**WHAT IS EXPECTED**. Your output must consist solely of the lines from the one containing "Mark one point per instance of the dark wooden" through the end of the records, reproduced exactly.

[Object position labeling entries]
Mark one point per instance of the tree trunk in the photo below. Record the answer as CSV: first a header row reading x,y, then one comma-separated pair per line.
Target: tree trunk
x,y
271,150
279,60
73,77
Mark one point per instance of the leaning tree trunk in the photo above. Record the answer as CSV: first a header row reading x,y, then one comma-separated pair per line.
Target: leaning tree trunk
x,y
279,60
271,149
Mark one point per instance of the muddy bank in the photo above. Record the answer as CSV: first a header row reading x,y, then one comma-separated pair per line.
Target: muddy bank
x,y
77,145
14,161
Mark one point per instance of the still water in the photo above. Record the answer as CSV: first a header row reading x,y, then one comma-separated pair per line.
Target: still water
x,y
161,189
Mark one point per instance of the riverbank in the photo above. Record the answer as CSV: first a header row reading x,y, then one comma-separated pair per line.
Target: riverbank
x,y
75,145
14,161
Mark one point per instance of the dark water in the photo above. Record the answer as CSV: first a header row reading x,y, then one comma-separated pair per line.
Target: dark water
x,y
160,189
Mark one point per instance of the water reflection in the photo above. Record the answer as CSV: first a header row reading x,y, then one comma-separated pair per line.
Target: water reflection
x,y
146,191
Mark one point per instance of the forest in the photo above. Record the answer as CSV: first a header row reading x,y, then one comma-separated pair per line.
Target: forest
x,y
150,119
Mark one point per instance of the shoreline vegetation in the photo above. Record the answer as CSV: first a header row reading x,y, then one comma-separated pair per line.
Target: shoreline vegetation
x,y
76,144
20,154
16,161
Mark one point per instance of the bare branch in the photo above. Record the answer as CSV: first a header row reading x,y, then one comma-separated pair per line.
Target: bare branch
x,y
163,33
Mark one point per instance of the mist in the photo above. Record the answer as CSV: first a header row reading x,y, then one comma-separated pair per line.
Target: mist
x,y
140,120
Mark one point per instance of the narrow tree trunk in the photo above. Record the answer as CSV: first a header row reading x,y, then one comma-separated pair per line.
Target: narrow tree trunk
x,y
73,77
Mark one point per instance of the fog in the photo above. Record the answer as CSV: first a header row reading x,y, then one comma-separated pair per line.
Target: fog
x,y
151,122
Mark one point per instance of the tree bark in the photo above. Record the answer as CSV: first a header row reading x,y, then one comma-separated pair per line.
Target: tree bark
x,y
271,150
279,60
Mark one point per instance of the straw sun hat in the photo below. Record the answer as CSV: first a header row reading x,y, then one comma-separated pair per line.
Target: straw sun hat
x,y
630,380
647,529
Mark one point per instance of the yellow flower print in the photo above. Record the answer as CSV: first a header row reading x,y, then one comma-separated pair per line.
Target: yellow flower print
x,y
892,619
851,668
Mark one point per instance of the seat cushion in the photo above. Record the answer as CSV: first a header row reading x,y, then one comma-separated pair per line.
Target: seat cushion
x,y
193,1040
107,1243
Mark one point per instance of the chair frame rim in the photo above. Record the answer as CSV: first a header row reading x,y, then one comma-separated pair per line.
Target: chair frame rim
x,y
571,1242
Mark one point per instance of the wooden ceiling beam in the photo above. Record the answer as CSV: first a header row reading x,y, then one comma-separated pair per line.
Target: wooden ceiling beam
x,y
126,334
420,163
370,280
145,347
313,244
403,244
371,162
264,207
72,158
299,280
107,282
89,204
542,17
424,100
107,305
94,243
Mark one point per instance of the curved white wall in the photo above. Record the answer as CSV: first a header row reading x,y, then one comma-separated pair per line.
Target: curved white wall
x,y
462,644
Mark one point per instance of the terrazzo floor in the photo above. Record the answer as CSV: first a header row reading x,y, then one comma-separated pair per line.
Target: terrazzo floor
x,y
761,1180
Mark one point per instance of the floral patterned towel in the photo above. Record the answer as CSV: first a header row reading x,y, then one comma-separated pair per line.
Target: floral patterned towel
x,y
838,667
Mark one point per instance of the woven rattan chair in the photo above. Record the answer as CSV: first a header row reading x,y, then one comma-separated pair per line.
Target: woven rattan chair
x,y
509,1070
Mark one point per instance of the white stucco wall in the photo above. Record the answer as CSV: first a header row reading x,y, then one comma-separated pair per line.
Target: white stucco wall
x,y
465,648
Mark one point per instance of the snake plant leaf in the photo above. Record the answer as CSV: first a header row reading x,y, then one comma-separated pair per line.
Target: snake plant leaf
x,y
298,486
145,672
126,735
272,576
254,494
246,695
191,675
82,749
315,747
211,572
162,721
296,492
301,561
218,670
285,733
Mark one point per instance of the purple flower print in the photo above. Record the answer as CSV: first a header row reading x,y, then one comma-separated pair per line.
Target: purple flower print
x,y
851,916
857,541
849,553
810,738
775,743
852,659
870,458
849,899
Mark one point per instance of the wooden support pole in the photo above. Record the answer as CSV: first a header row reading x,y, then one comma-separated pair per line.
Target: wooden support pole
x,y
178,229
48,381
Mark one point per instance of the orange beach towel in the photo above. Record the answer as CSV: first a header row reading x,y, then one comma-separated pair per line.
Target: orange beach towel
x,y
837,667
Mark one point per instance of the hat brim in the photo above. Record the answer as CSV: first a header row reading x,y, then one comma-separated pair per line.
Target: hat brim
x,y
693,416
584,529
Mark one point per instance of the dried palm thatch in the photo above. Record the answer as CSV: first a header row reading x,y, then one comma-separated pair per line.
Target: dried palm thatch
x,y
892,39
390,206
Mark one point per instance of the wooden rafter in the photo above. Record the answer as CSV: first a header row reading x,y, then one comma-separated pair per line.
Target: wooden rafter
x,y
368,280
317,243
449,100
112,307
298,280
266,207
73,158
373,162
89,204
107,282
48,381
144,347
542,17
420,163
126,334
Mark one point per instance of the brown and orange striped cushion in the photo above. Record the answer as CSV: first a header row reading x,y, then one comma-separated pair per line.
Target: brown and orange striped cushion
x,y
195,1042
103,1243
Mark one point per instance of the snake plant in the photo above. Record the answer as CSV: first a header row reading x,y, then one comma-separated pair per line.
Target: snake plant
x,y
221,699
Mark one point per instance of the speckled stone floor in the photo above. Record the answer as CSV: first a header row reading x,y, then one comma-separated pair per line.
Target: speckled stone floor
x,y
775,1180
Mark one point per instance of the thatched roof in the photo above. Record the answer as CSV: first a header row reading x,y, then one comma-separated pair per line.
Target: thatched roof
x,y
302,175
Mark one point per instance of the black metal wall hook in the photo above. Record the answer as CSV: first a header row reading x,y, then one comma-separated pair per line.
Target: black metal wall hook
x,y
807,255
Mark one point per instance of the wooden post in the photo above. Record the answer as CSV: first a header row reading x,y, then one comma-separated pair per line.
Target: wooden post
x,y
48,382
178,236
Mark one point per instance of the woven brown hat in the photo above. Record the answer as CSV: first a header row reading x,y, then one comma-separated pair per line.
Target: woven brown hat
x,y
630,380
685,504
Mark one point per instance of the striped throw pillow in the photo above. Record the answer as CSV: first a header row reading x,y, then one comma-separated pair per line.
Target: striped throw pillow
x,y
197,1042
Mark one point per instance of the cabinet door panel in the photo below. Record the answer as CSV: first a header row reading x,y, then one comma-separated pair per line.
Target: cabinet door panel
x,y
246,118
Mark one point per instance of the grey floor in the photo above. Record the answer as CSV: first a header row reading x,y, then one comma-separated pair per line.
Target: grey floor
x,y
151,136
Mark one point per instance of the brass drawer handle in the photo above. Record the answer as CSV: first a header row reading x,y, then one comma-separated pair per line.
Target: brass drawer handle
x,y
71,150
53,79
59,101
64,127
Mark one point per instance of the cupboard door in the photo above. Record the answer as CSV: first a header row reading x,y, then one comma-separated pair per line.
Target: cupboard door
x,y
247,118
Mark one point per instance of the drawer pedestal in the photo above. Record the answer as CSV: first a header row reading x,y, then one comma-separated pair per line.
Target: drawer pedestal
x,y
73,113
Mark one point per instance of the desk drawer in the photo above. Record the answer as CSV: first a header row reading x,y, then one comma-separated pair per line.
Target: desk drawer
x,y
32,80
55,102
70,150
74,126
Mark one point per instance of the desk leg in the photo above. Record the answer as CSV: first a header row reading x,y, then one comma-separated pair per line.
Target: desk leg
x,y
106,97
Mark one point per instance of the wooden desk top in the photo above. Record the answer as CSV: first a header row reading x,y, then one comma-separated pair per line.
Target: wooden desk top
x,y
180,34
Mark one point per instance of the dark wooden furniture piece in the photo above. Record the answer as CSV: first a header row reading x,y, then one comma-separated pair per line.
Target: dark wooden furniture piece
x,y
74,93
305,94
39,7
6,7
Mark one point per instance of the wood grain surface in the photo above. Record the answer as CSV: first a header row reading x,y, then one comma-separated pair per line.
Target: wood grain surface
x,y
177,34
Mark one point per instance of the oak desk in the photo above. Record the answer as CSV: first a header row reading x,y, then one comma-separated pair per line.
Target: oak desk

**TASK RESULT**.
Mark one point per instance of the dark wooden furniture piece in the photo above. Record the answer as CSV: first a header row reading x,y, then one comma-separated pair per line.
Target: dark wooden furniture piece
x,y
74,93
305,94
39,7
6,7
Mark one point per instance of the wood grain surface in the photo above. Record the answer as CSV: first a header row reading x,y, then one comma-separated pair per line.
Target: wood grain surface
x,y
177,34
Mark one point per instance of the oak desk in the photo above. Record the answer as CSV: first a header row reading x,y, then one comma-separated pair per line.
Target: oak desk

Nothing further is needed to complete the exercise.